══ Estratto fornito ══
Infatti il Contratto collettivo nazionale di lavoro di questa categoria di persone prevede diversi livelli che si differenziano a secondo del lavoro che verrà svolto ma anche in base alla gravità e alla autonomia del soggetto da accudire con le ore relative. E qui scatta una altra furbizia propria di chi cerca di trarre il massimo vantaggio ad un costo più basso: si tenterà di convincere la badante a dichiarare meno ore mensili e minor gravità della persona di cui si dovrà prendere cura. Regolarizzata infine la situazione, frutto di compromessi sempre a svantaggio della lavoratrice, si scopriranno poi successivamente situazioni sempre diverse da quelle previste. Ad esempio lo spazio personale della badante. Spesso le si mette a disposizione una stanza molto piccola, a volte con un minuscolo armadio,  priva di finestre, senza riscaldamento invernale o aereazione estiva: insomma il classico ripostiglio adibito a stanza da letto. Ma a volte dormirà in salotto su un divano senza un minimo di privacy.
═══
══ Record forniti ══
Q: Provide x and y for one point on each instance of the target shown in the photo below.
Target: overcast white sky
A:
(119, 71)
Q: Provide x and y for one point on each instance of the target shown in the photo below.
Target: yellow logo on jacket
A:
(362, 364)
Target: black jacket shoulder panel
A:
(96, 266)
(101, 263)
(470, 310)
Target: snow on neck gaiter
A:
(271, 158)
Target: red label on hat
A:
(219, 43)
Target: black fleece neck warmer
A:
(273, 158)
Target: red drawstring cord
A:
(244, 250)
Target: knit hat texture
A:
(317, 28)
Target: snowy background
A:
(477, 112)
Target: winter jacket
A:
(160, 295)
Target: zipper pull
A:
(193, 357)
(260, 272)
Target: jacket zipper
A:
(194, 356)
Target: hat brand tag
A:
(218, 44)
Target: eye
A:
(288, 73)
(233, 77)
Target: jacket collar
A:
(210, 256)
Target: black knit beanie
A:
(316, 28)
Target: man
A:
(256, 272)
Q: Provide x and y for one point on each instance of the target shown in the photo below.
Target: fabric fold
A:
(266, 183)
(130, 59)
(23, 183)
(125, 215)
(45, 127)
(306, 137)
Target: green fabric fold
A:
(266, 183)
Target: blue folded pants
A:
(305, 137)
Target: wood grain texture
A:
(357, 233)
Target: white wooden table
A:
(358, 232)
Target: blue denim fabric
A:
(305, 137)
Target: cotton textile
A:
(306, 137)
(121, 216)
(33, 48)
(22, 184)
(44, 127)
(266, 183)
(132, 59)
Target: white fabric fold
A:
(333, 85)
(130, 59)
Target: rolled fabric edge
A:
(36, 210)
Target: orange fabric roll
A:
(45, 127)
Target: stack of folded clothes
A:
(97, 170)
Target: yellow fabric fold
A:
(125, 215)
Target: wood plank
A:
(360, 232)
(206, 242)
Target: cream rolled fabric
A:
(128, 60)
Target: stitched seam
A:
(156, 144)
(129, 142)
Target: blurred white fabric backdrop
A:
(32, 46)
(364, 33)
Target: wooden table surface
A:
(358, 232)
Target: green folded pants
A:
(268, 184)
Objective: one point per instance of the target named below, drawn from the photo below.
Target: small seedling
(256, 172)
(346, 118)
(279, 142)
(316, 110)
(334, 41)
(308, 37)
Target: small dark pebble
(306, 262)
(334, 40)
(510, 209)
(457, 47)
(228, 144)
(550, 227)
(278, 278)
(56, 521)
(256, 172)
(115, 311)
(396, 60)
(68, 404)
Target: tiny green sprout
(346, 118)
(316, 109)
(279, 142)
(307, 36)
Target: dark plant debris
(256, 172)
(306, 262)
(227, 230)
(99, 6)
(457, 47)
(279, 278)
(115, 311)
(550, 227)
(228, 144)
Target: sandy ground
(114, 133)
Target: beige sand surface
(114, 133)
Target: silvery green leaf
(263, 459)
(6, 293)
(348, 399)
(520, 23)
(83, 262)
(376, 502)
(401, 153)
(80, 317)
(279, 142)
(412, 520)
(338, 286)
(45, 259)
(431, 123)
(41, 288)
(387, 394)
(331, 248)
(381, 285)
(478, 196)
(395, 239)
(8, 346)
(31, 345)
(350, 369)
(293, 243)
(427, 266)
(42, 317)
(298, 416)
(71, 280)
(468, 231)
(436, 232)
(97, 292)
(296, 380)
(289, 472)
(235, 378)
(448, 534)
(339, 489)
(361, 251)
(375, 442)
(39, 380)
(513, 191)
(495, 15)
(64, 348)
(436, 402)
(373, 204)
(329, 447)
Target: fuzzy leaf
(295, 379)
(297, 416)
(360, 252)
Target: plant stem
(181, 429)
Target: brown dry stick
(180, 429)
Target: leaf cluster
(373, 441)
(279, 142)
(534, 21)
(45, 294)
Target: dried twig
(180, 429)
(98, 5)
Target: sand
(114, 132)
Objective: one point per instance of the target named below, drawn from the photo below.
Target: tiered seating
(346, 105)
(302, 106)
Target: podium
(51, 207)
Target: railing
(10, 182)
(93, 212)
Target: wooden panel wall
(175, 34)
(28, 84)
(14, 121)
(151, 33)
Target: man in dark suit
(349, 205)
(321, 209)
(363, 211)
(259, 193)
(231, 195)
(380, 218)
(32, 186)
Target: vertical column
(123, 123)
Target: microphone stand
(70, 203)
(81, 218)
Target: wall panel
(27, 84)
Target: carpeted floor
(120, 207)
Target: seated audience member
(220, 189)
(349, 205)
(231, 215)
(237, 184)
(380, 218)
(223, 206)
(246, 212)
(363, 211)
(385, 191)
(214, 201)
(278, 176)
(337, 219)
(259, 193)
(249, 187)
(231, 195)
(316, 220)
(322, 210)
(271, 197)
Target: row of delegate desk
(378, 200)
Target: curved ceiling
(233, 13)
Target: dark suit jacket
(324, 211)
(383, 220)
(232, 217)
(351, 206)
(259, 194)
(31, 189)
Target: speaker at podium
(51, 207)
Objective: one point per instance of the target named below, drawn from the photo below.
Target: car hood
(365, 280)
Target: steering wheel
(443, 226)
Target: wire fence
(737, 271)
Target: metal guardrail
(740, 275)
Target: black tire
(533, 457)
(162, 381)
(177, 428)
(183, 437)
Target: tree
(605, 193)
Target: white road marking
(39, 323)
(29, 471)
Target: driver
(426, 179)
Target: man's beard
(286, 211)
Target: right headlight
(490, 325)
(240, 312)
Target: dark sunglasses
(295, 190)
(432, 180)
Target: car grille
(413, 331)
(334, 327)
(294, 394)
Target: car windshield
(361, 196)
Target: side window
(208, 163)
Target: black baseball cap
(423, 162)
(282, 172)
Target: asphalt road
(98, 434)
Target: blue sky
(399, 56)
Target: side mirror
═══
● Consegna 1
Rispondi alle domande sull'estratto sulle badanti, indicando ogni risposta con la lettera corrispondente.
(a) In base a che cosa si differenziano i livelli previsti dal Contratto collettivo nazionale di lavoro?
(b) Che cosa si tenterà di convincere la badante a dichiarare?
(c) Dove dormirà a volte la badante?
● Consegna 2
Indica se ciascuna affermazione concorda con l'estratto sulle badanti e cita le parole del testo che lo stabiliscono.
(a) La stanza messa a disposizione della badante è spesso molto grande.
(b) I compromessi con cui si regolarizza la situazione vanno sempre a svantaggio della lavoratrice.
(c) La stanza della badante ha sempre il riscaldamento invernale.
● Consegna 3
Scrivi il seguito dell'estratto sulle badanti, partendo dopo l'ultima frase riportata.
I record non hanno alcun legame con l'estratto sulle badanti.

● Risposta scritta 1
(a) A seconda del lavoro che verrà svolto, ma anche in base alla gravità e all'autonomia del soggetto da accudire, con le ore relative.
(b) Meno ore mensili e una minor gravità della persona di cui si dovrà prendere cura.
(c) In salotto, su un divano, senza un minimo di privacy.

● Risposta scritta 2
(a) No: "Spesso le si mette a disposizione una stanza molto piccola".
(b) Sì: "frutto di compromessi sempre a svantaggio della lavoratrice".
(c) No: "senza riscaldamento invernale o aereazione estiva".

● Risposta scritta 3
Il contratto collettivo prevede due ore al giorno di riposo, ed un giorno e mezzo a settimana per poter uscire dalla casa. Molto spesso le due ore giornaliere non sono effettivamente godute: infatti se la persona da seguire ha bisogno di attenzioni essa chiamerà la badante senza curarsi se dovrebbe riposarsi. Lo stesso dicasi per la notte. Molte persone allettate hanno bisogno di essere cambiate a qualsiasi orario, di essere portate al bagno o di avere medicine o attenzioni continue. Quindi di frequente la badante è operativa 24 al giorno. Poi ci sono le faccende di casa. Seppure la lavoratrice si dovrebbe prender cura essenzialmente della persona a lei affidata, in pratica lavora per ogni dove, spolverando, spazzando o lavando tutta la casa, le terrazze o le cantine o le soffitte. E se un figlio o una figlia della persona in questione abita alla porta accanto non ci si fa scrupoli di chiedere di “dare una passata di scopa anche da loro”, come se fosse una appendice della casa dove vive.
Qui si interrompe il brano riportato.